## Task prompt
Everything in the listing must be repeated word for word.

## Given records
*** Begin section ***

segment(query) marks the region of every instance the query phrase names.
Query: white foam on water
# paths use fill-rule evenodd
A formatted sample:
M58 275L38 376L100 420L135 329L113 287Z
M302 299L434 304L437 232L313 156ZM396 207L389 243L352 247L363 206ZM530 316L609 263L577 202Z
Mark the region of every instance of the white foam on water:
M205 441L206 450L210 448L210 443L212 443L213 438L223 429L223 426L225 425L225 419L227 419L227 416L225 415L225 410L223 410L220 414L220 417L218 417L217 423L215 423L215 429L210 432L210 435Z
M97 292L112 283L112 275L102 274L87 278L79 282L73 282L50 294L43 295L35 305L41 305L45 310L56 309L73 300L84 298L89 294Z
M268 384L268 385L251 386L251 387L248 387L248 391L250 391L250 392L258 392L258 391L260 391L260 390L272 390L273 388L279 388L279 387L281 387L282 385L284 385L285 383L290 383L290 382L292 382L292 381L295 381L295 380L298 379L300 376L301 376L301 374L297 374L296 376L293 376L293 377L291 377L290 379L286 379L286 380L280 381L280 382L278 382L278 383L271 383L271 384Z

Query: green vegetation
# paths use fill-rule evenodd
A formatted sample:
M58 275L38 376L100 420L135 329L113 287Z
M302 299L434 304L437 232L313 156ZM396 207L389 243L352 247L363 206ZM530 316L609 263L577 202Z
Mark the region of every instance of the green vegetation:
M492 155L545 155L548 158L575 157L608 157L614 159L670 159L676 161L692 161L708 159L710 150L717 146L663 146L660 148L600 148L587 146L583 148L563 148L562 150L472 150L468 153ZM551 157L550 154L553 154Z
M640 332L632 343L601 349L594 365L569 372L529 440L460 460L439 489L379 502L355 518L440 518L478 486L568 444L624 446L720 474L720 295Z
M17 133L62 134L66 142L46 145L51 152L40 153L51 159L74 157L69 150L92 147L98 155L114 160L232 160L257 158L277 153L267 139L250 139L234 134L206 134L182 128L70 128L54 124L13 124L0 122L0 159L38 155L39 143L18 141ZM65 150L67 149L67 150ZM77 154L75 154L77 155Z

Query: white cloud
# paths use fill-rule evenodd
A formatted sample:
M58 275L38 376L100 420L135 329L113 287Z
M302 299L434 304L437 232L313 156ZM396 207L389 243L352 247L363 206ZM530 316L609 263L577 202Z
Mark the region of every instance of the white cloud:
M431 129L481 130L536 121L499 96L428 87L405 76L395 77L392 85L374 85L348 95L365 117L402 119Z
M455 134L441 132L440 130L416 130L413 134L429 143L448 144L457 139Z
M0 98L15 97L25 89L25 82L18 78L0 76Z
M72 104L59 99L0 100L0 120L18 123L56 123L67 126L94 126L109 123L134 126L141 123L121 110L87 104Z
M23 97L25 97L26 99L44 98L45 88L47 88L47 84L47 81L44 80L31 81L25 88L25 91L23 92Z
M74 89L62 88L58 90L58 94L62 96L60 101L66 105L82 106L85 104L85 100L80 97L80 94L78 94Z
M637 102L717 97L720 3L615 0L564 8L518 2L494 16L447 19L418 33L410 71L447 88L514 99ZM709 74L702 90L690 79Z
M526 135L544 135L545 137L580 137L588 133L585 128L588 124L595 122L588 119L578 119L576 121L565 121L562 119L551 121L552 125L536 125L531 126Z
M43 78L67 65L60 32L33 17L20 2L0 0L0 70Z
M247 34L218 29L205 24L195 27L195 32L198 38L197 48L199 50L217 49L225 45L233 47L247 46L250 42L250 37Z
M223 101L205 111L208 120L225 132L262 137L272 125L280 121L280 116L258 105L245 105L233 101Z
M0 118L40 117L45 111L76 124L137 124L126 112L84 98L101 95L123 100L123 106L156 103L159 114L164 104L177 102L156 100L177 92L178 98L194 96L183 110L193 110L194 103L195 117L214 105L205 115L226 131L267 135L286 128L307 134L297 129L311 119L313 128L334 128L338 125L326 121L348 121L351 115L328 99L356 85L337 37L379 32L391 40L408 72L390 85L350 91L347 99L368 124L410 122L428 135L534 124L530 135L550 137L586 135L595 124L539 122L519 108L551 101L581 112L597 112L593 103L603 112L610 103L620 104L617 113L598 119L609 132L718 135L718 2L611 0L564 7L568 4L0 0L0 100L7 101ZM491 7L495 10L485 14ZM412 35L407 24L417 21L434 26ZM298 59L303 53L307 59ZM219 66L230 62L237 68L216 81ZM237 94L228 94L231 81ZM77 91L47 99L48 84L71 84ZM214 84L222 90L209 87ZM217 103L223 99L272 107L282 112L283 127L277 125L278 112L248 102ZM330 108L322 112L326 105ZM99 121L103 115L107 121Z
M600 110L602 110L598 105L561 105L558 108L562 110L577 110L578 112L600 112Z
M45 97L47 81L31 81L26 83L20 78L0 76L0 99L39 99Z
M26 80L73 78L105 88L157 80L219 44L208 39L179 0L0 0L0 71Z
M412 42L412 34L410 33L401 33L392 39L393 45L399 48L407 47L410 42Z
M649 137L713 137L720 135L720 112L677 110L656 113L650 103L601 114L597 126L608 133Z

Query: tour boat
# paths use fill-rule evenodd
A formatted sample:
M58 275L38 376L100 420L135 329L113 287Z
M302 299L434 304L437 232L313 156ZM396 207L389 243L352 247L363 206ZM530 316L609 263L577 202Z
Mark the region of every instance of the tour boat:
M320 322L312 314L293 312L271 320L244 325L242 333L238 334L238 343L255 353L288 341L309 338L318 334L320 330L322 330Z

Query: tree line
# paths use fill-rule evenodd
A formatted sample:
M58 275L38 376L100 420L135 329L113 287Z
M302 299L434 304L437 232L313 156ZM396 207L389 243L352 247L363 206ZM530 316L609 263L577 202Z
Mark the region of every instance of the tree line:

*** End section ***

## Completed exercise
segment(query) marks the region of every instance the query phrase names.
Query: white foam on water
# paths use fill-rule evenodd
A formatted sample:
M58 275L38 376L100 420L135 329L113 287Z
M302 299L434 304L437 232L313 156ZM396 207L389 243L352 247L363 206ZM530 316L609 263L577 202Z
Mark the region of every instance of the white foam on water:
M205 441L206 450L210 448L210 443L212 443L213 438L223 429L223 426L225 425L225 419L227 419L227 416L225 415L225 410L223 410L220 414L220 417L218 417L217 423L215 423L215 429L210 432L210 435Z
M97 292L112 283L112 275L102 274L87 278L79 282L73 282L50 294L43 295L35 305L41 305L45 310L56 309L73 300L84 298L89 294Z
M268 384L268 385L251 386L251 387L248 387L248 391L250 391L250 392L258 392L258 391L260 391L260 390L272 390L273 388L279 388L279 387L281 387L282 385L284 385L285 383L290 383L290 382L292 382L292 381L295 381L295 380L298 379L300 376L301 376L301 374L297 374L296 376L293 376L293 377L291 377L290 379L286 379L286 380L280 381L280 382L278 382L278 383L271 383L271 384Z

Query: green vegetation
# paths use fill-rule evenodd
A formatted sample:
M58 275L38 376L100 420L135 329L113 287Z
M302 299L434 304L437 232L313 156ZM396 207L389 243L352 247L363 206ZM530 316L609 263L577 202Z
Mark the region of every instance of the green vegetation:
M492 155L545 155L548 158L575 157L608 157L614 159L670 159L676 161L692 161L708 159L710 150L717 146L663 146L660 148L600 148L587 146L583 148L563 148L562 150L472 150L468 153ZM551 157L550 154L553 154Z
M640 332L632 343L601 349L594 365L569 372L529 440L460 460L439 489L379 502L355 518L440 518L478 486L568 444L624 446L720 474L720 295Z
M17 133L62 134L66 142L46 145L51 152L40 153L51 159L74 157L69 150L92 147L98 155L114 160L232 160L257 158L277 153L267 139L250 139L234 134L206 134L182 128L70 128L54 124L13 124L0 122L0 159L38 155L39 143L18 141ZM65 150L67 149L67 150ZM77 154L75 154L77 155Z

Query: white cloud
# paths use fill-rule evenodd
A formatted sample:
M58 275L38 376L100 420L135 329L113 287Z
M302 299L434 304L437 232L313 156ZM396 207L389 243L352 247L363 206ZM530 316L609 263L577 202Z
Mark the region of every instance of the white cloud:
M431 129L481 130L536 121L499 96L428 87L405 76L395 77L392 85L374 85L348 95L365 117L402 119Z
M455 134L441 132L440 130L416 130L413 134L429 143L448 144L457 139Z
M0 98L15 97L25 89L25 82L18 78L0 76Z
M72 104L59 99L0 100L0 120L18 123L56 123L67 126L94 126L109 123L134 126L141 123L121 110L87 104Z
M23 97L25 97L26 99L44 98L45 88L47 88L47 84L47 81L44 80L31 81L25 88L25 91L23 92Z
M74 89L62 88L58 90L58 94L62 96L60 101L66 105L82 106L85 104L85 100L80 97L80 94L78 94Z
M637 102L717 97L720 3L615 0L564 8L518 2L494 16L447 19L418 33L410 71L447 88L514 99ZM709 74L702 90L690 79Z
M526 135L544 135L545 137L580 137L588 133L585 128L588 124L595 122L588 119L578 119L576 121L565 121L562 119L551 121L552 125L536 125L531 126Z
M43 78L67 65L60 32L33 17L20 2L0 0L0 70Z
M247 34L218 29L205 24L195 27L195 32L198 38L197 48L199 50L217 49L225 45L233 47L247 46L250 42L250 37Z
M223 101L205 111L208 120L225 132L262 137L272 125L280 121L280 116L258 105L245 105L233 101Z
M0 118L40 117L45 111L76 124L137 124L126 112L84 98L101 95L123 100L123 106L156 103L159 114L164 104L177 102L156 100L177 92L178 98L194 96L183 110L193 110L194 103L195 117L214 105L205 115L226 131L267 135L286 128L307 134L297 129L311 119L313 128L334 128L338 125L326 121L348 121L351 115L328 99L356 85L337 37L379 32L391 40L408 72L390 85L350 91L347 99L368 124L410 122L428 135L534 124L530 135L550 137L586 135L595 124L539 122L519 108L551 101L581 112L597 112L593 103L603 112L610 103L620 104L617 113L598 119L609 132L718 135L718 2L611 0L564 7L568 4L0 0L0 100L7 101ZM491 7L495 10L485 14ZM412 35L407 24L417 21L434 26ZM298 59L303 53L307 59ZM219 66L230 62L237 68L216 81ZM237 94L228 94L231 81ZM77 91L47 99L48 84L71 84ZM214 84L222 90L209 87ZM217 103L223 99L272 107L282 112L283 127L277 125L278 112L248 102ZM330 108L322 112L326 105ZM99 121L103 115L107 121Z
M600 110L602 110L598 105L561 105L558 108L562 110L577 110L578 112L600 112Z
M45 97L47 81L31 81L26 83L20 78L0 76L0 99L39 99Z
M26 80L73 78L105 88L157 80L219 44L208 39L179 0L0 0L0 71Z
M412 42L412 34L410 33L401 33L392 39L393 45L399 48L407 47L410 42Z
M649 137L713 137L720 135L720 112L677 110L656 113L650 103L601 114L597 126L608 133Z

Query: tour boat
# paths use fill-rule evenodd
A formatted sample:
M58 275L38 376L100 420L135 329L113 287Z
M302 299L434 304L437 232L313 156ZM396 207L389 243L352 247L363 206ZM530 316L609 263L577 202Z
Mark the region of every instance of the tour boat:
M320 322L312 314L293 312L271 320L244 325L242 333L238 334L238 343L255 353L288 341L309 338L318 334L320 330L322 330Z

Query: tree line
# paths use fill-rule evenodd
A formatted sample:
M58 275L38 376L100 420L135 329L113 287Z
M302 299L434 304L437 232L313 156ZM396 207L389 243L352 247L363 206ZM530 316L609 263L577 202Z
Mark the region of every instance of the tree line:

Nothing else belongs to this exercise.